▶ _TASK DETAILS_
Print out the records in full, keeping each word unchanged.

▶ _THE RECORDS_
· · · · · · ·
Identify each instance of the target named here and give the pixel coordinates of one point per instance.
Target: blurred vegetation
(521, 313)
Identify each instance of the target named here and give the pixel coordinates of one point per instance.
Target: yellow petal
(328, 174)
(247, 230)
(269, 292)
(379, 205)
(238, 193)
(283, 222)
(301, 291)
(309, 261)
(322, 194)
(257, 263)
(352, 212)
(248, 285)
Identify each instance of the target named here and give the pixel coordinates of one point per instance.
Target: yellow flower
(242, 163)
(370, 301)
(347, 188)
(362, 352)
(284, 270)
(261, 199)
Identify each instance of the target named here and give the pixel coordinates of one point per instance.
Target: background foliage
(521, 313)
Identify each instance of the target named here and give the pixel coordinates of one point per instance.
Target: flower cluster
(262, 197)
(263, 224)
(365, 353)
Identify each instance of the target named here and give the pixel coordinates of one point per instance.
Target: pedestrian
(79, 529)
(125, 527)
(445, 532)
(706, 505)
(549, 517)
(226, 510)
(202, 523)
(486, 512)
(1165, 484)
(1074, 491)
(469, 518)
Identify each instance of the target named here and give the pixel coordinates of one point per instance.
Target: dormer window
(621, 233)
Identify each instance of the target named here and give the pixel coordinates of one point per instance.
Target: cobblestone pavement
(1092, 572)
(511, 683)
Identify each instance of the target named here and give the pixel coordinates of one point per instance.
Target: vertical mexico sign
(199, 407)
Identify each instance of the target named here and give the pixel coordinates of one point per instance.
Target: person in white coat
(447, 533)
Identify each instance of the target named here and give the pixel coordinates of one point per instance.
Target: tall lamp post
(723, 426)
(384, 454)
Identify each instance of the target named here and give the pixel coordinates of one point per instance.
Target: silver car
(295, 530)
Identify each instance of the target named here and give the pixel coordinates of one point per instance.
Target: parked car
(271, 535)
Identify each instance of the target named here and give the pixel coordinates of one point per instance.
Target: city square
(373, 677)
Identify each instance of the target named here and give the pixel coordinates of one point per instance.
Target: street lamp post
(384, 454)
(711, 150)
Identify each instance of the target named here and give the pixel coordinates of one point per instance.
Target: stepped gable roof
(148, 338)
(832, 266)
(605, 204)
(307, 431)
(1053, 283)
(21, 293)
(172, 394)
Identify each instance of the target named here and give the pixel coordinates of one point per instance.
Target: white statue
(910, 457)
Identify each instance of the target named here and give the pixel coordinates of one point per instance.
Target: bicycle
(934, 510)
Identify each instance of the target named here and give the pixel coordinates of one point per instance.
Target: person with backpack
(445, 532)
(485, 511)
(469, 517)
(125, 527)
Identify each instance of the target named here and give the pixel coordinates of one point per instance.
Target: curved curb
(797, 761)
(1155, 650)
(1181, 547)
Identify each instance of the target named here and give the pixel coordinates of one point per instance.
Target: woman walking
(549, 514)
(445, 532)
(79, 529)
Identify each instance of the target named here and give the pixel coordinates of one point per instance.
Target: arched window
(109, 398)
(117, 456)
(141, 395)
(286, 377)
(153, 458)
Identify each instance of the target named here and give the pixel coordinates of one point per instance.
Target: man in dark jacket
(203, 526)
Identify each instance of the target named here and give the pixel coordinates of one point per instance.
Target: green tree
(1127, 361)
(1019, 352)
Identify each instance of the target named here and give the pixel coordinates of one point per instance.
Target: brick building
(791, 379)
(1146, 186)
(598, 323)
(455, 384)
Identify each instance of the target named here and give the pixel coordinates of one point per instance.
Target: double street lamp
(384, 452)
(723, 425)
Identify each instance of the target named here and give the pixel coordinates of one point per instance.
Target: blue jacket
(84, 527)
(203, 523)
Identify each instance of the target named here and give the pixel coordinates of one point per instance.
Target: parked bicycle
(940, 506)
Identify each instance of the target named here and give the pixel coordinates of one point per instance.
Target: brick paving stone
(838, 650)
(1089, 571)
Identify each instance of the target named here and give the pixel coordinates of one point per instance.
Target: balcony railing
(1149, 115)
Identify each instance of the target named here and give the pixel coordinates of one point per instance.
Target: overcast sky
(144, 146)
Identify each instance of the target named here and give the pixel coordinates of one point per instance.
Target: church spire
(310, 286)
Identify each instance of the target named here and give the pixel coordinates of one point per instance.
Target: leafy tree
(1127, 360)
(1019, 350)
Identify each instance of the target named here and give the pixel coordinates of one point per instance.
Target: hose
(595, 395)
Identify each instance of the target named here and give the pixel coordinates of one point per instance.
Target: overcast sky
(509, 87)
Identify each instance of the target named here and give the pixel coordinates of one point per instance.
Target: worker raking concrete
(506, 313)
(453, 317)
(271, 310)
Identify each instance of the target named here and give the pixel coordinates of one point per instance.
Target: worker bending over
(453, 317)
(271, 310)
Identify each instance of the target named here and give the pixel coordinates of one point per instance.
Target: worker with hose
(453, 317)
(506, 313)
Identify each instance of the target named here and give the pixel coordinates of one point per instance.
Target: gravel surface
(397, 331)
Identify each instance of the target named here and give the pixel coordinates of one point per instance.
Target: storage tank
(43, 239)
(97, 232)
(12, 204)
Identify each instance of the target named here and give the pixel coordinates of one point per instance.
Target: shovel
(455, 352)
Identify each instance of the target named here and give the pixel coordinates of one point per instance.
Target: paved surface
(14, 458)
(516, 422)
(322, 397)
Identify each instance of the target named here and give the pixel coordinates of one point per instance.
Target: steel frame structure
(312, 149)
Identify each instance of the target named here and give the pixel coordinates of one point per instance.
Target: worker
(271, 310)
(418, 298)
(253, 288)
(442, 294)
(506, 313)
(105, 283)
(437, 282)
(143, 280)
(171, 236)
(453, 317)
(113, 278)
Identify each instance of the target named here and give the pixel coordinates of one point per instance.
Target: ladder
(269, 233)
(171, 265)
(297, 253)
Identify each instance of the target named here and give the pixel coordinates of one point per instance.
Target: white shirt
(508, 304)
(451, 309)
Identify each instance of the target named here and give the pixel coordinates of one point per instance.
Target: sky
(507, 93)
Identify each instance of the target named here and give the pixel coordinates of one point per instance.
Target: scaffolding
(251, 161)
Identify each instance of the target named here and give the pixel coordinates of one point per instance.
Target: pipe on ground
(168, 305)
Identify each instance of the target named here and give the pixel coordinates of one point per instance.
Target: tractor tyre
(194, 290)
· · · · · · ·
▶ _TASK RESPONSE_
Identify each instance of the target named here and give the pixel coordinates of one point per instance.
Target: blurred vegetation
(521, 313)
Identify each instance of the target named here and give the pixel coordinates of one point per instance.
Target: yellow petal
(328, 174)
(247, 230)
(269, 292)
(379, 205)
(238, 193)
(283, 222)
(301, 291)
(309, 261)
(322, 194)
(257, 263)
(352, 212)
(248, 285)
Identify each instance of the target named here and give the pixel coordinates of one point per instance.
Target: yellow flower
(242, 163)
(370, 301)
(347, 188)
(362, 352)
(284, 270)
(261, 199)
Identify each instance of the target named here and give the pixel coordinates of one point per instance.
Target: background foliage
(521, 313)
Identify each instance of the target named here and give the pixel coordinates of one point per instance.
Target: flower cluster
(262, 197)
(263, 224)
(365, 353)
Identify each instance of the target named here and give the pixel coordinates of one point per instance.
Target: pedestrian
(79, 529)
(125, 527)
(445, 532)
(706, 505)
(549, 517)
(226, 510)
(202, 523)
(486, 512)
(1165, 484)
(1074, 491)
(469, 518)
Identify each instance of the target named here and give the pixel coordinates of one point per instance.
Target: dormer window
(621, 233)
Identify each instance of the target named here and give the pixel coordinates of one point per instance.
Target: cobblestone pavement
(1092, 572)
(511, 683)
Identify each instance of the target named here and give the pixel coordinates of one point per instance.
Target: vertical mexico sign
(199, 407)
Identify each instance of the target named here and give the pixel coordinates of one point per instance.
Target: person in white coat
(447, 533)
Identify each instance of the target named here and give the pixel coordinates of one point per instance.
Target: tall lamp post
(723, 426)
(384, 454)
Identify each instance of the target named here and give the pixel coordinates of one point per instance.
Target: silver car
(295, 530)
Identify each instance of the target named here and give the pixel coordinates of one point per instance.
Target: parked car
(271, 535)
Identify each instance of the target named here and give the pixel coordinates of one point per instance.
Target: city square
(373, 677)
Identify each instance of the target named here and give the pixel coordinates of one point per instance.
Target: street lamp post
(384, 454)
(711, 150)
Identify each instance of the target named here and give the pixel coordinates of one point per instance.
Target: stepped gable roof
(148, 338)
(832, 266)
(605, 204)
(307, 431)
(1053, 283)
(21, 293)
(172, 394)
Identify each instance of the target named here and give the pixel coordinates of one point per instance.
Target: white statue
(910, 457)
Identify each instance of the target named here and give the pixel coordinates of one point per instance.
Target: bicycle
(934, 510)
Identify each instance of the target named here and give the pixel coordinates of one point per instance.
Target: person with backpack
(445, 532)
(485, 511)
(469, 517)
(125, 527)
Identify each instance of the target named here and give the pixel coordinates of one point per instance.
Target: curved curb
(797, 761)
(1155, 650)
(1181, 547)
Identify each instance of the target named here and give the pixel coordinates of one point per instance.
Target: woman walking
(549, 514)
(445, 532)
(79, 529)
Identify each instance of the target named here and give the pixel coordinates of one point per instance.
Target: arched window
(109, 398)
(117, 456)
(141, 395)
(286, 377)
(153, 458)
Identify each instance of the target named here and give the pixel coordinates of one point per instance.
Target: man in dark jacket
(203, 526)
Identify each instance of the target named here and give the pixel coordinates of one point per instance.
Target: green tree
(1127, 361)
(1019, 352)
Identify each instance of the target named here and give the pixel coordinates of one point per instance.
Target: brick building
(791, 379)
(1146, 186)
(598, 323)
(455, 384)
Identify each instance of the target named here and give the pixel coordinates of one point per instance.
Target: double street lamp
(384, 452)
(723, 425)
Identify each instance of the target named here and give the pixel coordinates of one point per instance.
Target: blue jacket
(84, 527)
(203, 523)
Identify each instance of the target named here and give the pixel coordinates of one point per instance.
Target: parked bicycle
(940, 506)
Identify each instance of the target named here and give the pixel coordinates of one point per instance.
Target: brick paving stone
(838, 650)
(1089, 571)
Identify each instance of the target named here and give the pixel coordinates of one point per instance.
Target: balcony railing
(1149, 115)
Identify each instance of the target named here and give the pixel coordinates of one point per instance.
Target: overcast sky
(144, 146)
Identify each instance of the target named here and give the pixel coordinates of one point per instance.
Target: church spire
(310, 286)
Identify each instance of the target named here and give the pixel coordinates of one point per instance.
Target: leafy tree
(1127, 360)
(1019, 350)
Identify each instance of the target named here and give the pixel coordinates of one point per instance.
Target: hose
(595, 395)
Identify each instance of the target named here and give the pixel coordinates of one point per instance.
Target: overcast sky
(509, 87)
Identify each instance of the target named here and give the pixel coordinates of one point per instance.
Target: worker raking concrete
(506, 313)
(453, 317)
(271, 310)
Identify each instance of the target named here and give the pixel coordinates of one point per instance.
Target: worker bending over
(453, 317)
(271, 310)
Identify each instance of the target named here and give the pixel coordinates of one point per instance.
Target: worker with hose
(453, 317)
(506, 313)
Identify each instance of the target named here and give the pixel coordinates of one point per instance.
Target: gravel surface
(397, 331)
Identify each instance of the target named here and give the pixel coordinates of one point per instance.
Target: storage tank
(43, 239)
(97, 232)
(12, 204)
Identify each instance of the target named here and give the pixel coordinates of one point per instance.
Target: shovel
(455, 352)
Identify each instance of the target named here and give the pixel coordinates of one point per instance.
Target: paved surface
(14, 458)
(516, 422)
(322, 397)
Identify each instance of the target named here and give the pixel coordinates of one point per instance.
Target: steel frame structure
(312, 149)
Identify each instance of the target named here and give the pixel coordinates of one point per instance.
Target: worker
(271, 310)
(418, 298)
(253, 288)
(442, 294)
(506, 313)
(105, 283)
(437, 282)
(143, 280)
(171, 236)
(453, 317)
(113, 278)
Identify each instance of the target named here and give the pixel coordinates of one point per instance.
Target: ladder
(269, 233)
(171, 265)
(297, 253)
Identify each instance of the target named here and give the pixel coordinates of one point per instance.
Target: white shirt
(508, 304)
(451, 309)
Identify each instance of the target named here and give the pixel coordinates of one point per instance.
Target: sky
(507, 93)
Identify each instance of the target named here and give the pixel coordinates of one point per instance.
Target: scaffolding
(251, 161)
Identify each instance of the target named here and give the pixel coordinates of one point per instance.
Target: pipe on ground
(168, 305)
Identify each instance of the target named here and give the pixel coordinates of one point per instance.
Target: tractor tyre
(194, 290)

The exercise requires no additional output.